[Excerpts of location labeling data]
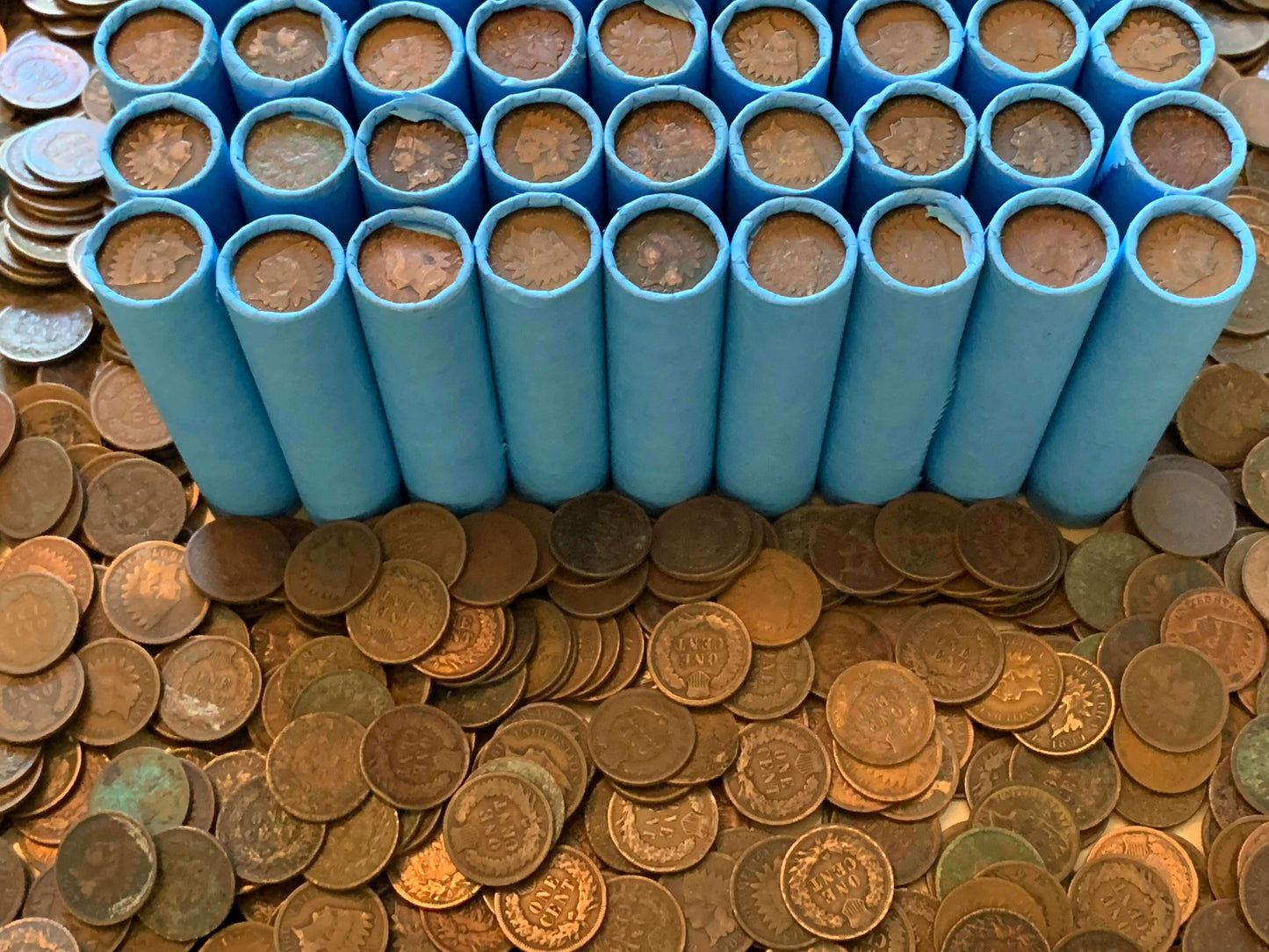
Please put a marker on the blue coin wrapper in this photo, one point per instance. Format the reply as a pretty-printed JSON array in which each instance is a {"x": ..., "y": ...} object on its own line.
[
  {"x": 547, "y": 350},
  {"x": 664, "y": 358},
  {"x": 432, "y": 365},
  {"x": 585, "y": 185},
  {"x": 452, "y": 85},
  {"x": 205, "y": 80},
  {"x": 898, "y": 362},
  {"x": 778, "y": 367},
  {"x": 462, "y": 196},
  {"x": 1018, "y": 350},
  {"x": 626, "y": 184},
  {"x": 213, "y": 191},
  {"x": 184, "y": 348},
  {"x": 317, "y": 386},
  {"x": 1137, "y": 361}
]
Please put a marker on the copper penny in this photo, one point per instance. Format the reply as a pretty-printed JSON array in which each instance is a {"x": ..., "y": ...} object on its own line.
[
  {"x": 790, "y": 148},
  {"x": 524, "y": 42},
  {"x": 402, "y": 52},
  {"x": 283, "y": 45}
]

● What to produce:
Leave out the pictures and retype every line above exactly.

● Completed exercise:
Please put a marker on the blue coin wrapper in this photo, one point per instance. Format the reply as a pretty-printed JSON array in which each instance is a {"x": ..., "y": ...} object on its own line.
[
  {"x": 547, "y": 350},
  {"x": 664, "y": 358},
  {"x": 432, "y": 365},
  {"x": 585, "y": 185},
  {"x": 452, "y": 85},
  {"x": 205, "y": 80},
  {"x": 898, "y": 362},
  {"x": 778, "y": 367},
  {"x": 462, "y": 196},
  {"x": 1018, "y": 350},
  {"x": 626, "y": 184},
  {"x": 213, "y": 191},
  {"x": 184, "y": 348},
  {"x": 317, "y": 386},
  {"x": 1137, "y": 361}
]
Please put a marker on the copper penny in this photo, one point per instance. Format the reply as a pretty-printed JSON array in which each instance is a {"x": ..., "y": ...} object on its own line.
[
  {"x": 790, "y": 148},
  {"x": 524, "y": 42},
  {"x": 402, "y": 52},
  {"x": 283, "y": 45}
]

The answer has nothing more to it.